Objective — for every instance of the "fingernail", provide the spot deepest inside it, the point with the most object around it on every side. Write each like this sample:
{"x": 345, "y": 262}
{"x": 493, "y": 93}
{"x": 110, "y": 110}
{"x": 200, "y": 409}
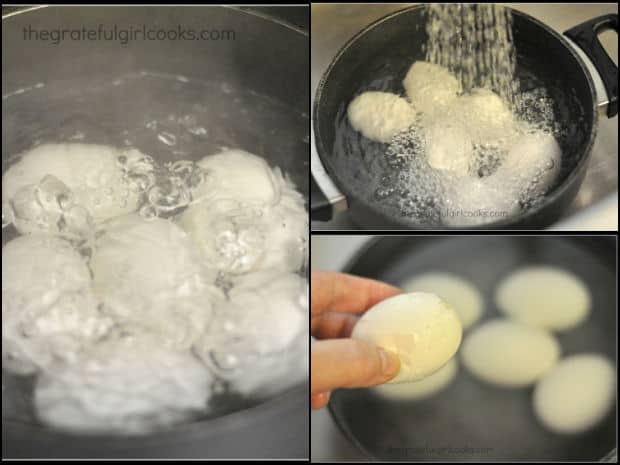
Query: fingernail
{"x": 390, "y": 364}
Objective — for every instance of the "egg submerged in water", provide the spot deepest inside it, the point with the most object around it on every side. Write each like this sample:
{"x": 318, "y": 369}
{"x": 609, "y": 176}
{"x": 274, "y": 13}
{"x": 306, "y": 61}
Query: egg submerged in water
{"x": 69, "y": 182}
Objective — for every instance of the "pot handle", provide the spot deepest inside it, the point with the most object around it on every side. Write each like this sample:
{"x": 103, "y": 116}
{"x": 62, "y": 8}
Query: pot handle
{"x": 585, "y": 35}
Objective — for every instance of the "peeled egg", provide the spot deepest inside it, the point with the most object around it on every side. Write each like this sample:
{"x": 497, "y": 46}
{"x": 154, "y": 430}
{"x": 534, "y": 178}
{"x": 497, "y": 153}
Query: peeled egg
{"x": 49, "y": 311}
{"x": 238, "y": 237}
{"x": 576, "y": 394}
{"x": 418, "y": 390}
{"x": 149, "y": 276}
{"x": 422, "y": 329}
{"x": 544, "y": 296}
{"x": 238, "y": 175}
{"x": 533, "y": 163}
{"x": 509, "y": 354}
{"x": 78, "y": 175}
{"x": 258, "y": 339}
{"x": 123, "y": 384}
{"x": 456, "y": 291}
{"x": 379, "y": 116}
{"x": 430, "y": 87}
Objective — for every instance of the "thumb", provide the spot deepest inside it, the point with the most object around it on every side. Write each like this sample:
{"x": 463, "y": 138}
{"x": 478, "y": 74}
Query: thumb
{"x": 350, "y": 363}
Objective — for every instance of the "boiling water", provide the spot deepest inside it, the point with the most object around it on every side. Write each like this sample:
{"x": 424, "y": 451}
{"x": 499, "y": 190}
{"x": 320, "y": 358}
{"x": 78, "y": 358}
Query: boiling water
{"x": 400, "y": 179}
{"x": 475, "y": 43}
{"x": 173, "y": 121}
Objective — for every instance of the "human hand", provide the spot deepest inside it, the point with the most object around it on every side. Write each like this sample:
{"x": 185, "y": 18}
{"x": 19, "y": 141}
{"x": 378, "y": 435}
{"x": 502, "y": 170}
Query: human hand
{"x": 337, "y": 360}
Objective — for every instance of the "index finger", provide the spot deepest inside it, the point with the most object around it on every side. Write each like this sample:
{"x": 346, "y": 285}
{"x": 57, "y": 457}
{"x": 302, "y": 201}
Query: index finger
{"x": 338, "y": 292}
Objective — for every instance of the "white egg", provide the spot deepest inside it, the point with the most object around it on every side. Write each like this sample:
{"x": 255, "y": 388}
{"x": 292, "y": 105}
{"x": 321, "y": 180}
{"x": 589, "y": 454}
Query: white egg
{"x": 149, "y": 275}
{"x": 419, "y": 390}
{"x": 256, "y": 341}
{"x": 82, "y": 175}
{"x": 577, "y": 394}
{"x": 238, "y": 175}
{"x": 509, "y": 354}
{"x": 49, "y": 311}
{"x": 533, "y": 163}
{"x": 456, "y": 291}
{"x": 238, "y": 237}
{"x": 544, "y": 296}
{"x": 487, "y": 115}
{"x": 422, "y": 329}
{"x": 431, "y": 88}
{"x": 379, "y": 116}
{"x": 129, "y": 385}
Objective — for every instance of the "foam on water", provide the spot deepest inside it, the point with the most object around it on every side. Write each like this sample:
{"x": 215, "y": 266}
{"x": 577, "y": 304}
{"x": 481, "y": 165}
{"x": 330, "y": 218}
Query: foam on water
{"x": 150, "y": 282}
{"x": 479, "y": 151}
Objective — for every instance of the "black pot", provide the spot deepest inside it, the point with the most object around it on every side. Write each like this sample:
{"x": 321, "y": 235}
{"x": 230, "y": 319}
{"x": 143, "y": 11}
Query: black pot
{"x": 267, "y": 57}
{"x": 378, "y": 57}
{"x": 470, "y": 420}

━━━━━━━━━━━━━━━━━━━━━━━━━━━━━━

Give the entries again word for word, but skip the pictures.

Objective — for every instance of the "fingernail", provide the spot deepest inside it, the point with the most object around it on every side. Write each like this sample:
{"x": 345, "y": 262}
{"x": 493, "y": 93}
{"x": 110, "y": 110}
{"x": 200, "y": 409}
Query: fingernail
{"x": 390, "y": 364}
Objective — for every instance of the "egg submerged in water", provide the spot deepest inside it, the point with the most object around it on every side. Write each like this sample:
{"x": 318, "y": 369}
{"x": 609, "y": 176}
{"x": 274, "y": 13}
{"x": 306, "y": 61}
Query: egg submerged in water
{"x": 69, "y": 182}
Objective — for every instance of the "pot handle", provide the spot deepest inside it, the point with the most object around it on every side. Write each like this sample:
{"x": 103, "y": 116}
{"x": 62, "y": 8}
Query: pot handle
{"x": 585, "y": 35}
Objective — for every instance of the "peeled egg", provide the spot deepest inside it, the point with the most object around it on every side. Write each like this sample:
{"x": 497, "y": 46}
{"x": 154, "y": 430}
{"x": 534, "y": 178}
{"x": 497, "y": 153}
Query: peeled egg
{"x": 49, "y": 311}
{"x": 238, "y": 237}
{"x": 576, "y": 394}
{"x": 418, "y": 390}
{"x": 149, "y": 276}
{"x": 422, "y": 329}
{"x": 544, "y": 296}
{"x": 238, "y": 175}
{"x": 533, "y": 163}
{"x": 509, "y": 354}
{"x": 78, "y": 175}
{"x": 258, "y": 339}
{"x": 123, "y": 384}
{"x": 456, "y": 291}
{"x": 379, "y": 116}
{"x": 430, "y": 87}
Objective — for every instance of the "thumb", provide the spot deepest inside it, the point with the most object around it on every side. Write each like this sample:
{"x": 463, "y": 138}
{"x": 478, "y": 74}
Query: thumb
{"x": 350, "y": 363}
Objective — for every instance of the "boiling water", provide the spot deepest inside it, the point with the most object around it on every side. Write each like this sample:
{"x": 424, "y": 451}
{"x": 499, "y": 190}
{"x": 320, "y": 358}
{"x": 78, "y": 358}
Query: boiling water
{"x": 400, "y": 179}
{"x": 475, "y": 43}
{"x": 173, "y": 121}
Objective — for every instance of the "human hand", provide the spot deepest inside it, the point with the most object around it on every side. Write each like this sample:
{"x": 185, "y": 18}
{"x": 19, "y": 141}
{"x": 378, "y": 435}
{"x": 502, "y": 170}
Query: human hand
{"x": 337, "y": 360}
Objective — for every instance of the "index finger", provide the spot deepest inside it, the point with the most object around it on every side. Write each like this sample:
{"x": 346, "y": 285}
{"x": 57, "y": 457}
{"x": 302, "y": 201}
Query: index finger
{"x": 338, "y": 292}
Objective — for every instance of the "white egg", provide the spot deepest inside it, the point with the most object around it on every side. Write each like this sample:
{"x": 255, "y": 388}
{"x": 292, "y": 105}
{"x": 321, "y": 180}
{"x": 589, "y": 454}
Query: white egg
{"x": 149, "y": 275}
{"x": 419, "y": 390}
{"x": 256, "y": 341}
{"x": 82, "y": 175}
{"x": 577, "y": 394}
{"x": 238, "y": 175}
{"x": 509, "y": 354}
{"x": 49, "y": 311}
{"x": 533, "y": 163}
{"x": 456, "y": 291}
{"x": 238, "y": 237}
{"x": 544, "y": 296}
{"x": 487, "y": 115}
{"x": 422, "y": 329}
{"x": 431, "y": 88}
{"x": 379, "y": 116}
{"x": 129, "y": 385}
Objective — for every instance of the "foam on water", provide the spot deepest inside it, the point with the most object around it on every side. Write each like this sample:
{"x": 215, "y": 266}
{"x": 577, "y": 304}
{"x": 481, "y": 165}
{"x": 330, "y": 218}
Query: foam on water
{"x": 150, "y": 282}
{"x": 479, "y": 151}
Objective — for every instance of the "black pot", provide the spot deepest inside it, the point with the most object around it on every side. Write each like this sample:
{"x": 321, "y": 235}
{"x": 230, "y": 319}
{"x": 143, "y": 11}
Query: black pot
{"x": 267, "y": 57}
{"x": 378, "y": 57}
{"x": 470, "y": 420}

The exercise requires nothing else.